** DOCUMENT EXCERPT follows **
Lies, damned lies, and big-business funded think-tanks.

In An Inconvenient Truth, Al Gore points out that it's difficult to make a man understand something when his salary depends on him not understanding it. So true this is.

Imagine if one of the largest tobacco companies was heavily funding a "Tobacco is a healthy habit" think-tank. These people spent money on advertising, hired lots of "experts" to tell the public that tobacco was fine. Further, if anyone ever manages to find negative consequences of tobacco, so, cancer, they immediately blame it on "existing health conditions", despite strong evidence of a correlation between tobacco use and cancer. Now, someone in the government, perhaps tired of trying to find ways of funding public health, which is more expensive because of the number of tobacco-induced cancers being treated on tax-payer dollars, tries to get this "think-tank" shut down. Possibly by just asking the tobacco companies to stop funding them. The tobacco industry, or sock puppets on their behalf, are immediately up in arms at this attempt to squelch the "little guy" with the entirely reasonable contrary opinion. There are two sides to the story, of course, and both can be reasonably heard.

Now, we've been through this in this country, and the tobacco industry has taken its licks. Thank goodness for eventual corporate responsibility.

Unfortunately, this kind of tactic still passes in other industries.
** End of DOCUMENT EXCERPT **
** PROVIDED RECORDS follows **
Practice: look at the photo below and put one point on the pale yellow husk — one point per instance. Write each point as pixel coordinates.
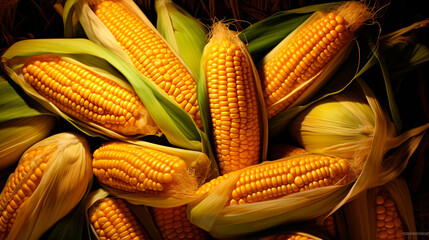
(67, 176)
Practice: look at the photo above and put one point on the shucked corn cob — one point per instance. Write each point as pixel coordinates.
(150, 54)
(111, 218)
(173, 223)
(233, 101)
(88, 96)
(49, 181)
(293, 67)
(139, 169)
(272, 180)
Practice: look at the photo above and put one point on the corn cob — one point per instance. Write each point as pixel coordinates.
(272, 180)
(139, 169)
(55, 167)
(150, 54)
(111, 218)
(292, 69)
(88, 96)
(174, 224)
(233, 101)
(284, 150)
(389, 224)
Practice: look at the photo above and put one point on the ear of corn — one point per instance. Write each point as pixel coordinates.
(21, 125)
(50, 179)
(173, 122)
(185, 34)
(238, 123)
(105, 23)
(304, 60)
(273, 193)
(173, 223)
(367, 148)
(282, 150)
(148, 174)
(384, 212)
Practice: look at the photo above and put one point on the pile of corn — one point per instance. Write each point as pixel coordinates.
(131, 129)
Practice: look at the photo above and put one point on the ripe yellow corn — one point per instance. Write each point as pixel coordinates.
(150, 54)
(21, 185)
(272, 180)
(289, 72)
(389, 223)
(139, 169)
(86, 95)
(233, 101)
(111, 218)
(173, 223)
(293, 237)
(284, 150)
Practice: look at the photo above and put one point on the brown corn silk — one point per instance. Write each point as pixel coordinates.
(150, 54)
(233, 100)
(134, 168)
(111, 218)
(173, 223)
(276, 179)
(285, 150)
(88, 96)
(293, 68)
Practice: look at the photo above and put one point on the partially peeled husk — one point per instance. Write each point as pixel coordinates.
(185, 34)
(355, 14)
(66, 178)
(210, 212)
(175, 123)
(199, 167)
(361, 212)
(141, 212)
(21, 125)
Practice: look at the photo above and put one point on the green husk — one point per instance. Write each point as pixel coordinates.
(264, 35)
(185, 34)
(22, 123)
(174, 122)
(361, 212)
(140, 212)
** End of PROVIDED RECORDS **
COMPLETE THE FOLLOWING —
**A)** In the think-tank commentary, repeat the passage starting at "Now, we've been" and ending at "in other industries.", renaming "tactic" as "strategy".
**B)** Translate this sentence from the think-tank commentary into French: "Unfortunately, this kind of tactic still passes in other industries."

TASK-BY-TASK OUTPUTS —
**A)**
Now, we've been through this in this country, and the tobacco industry has taken its licks. Thank goodness for eventual corporate responsibility.

Unfortunately, this kind of strategy still passes in other industries.

**B)** Malheureusement, ce genre de tactique passe encore dans d'autres secteurs.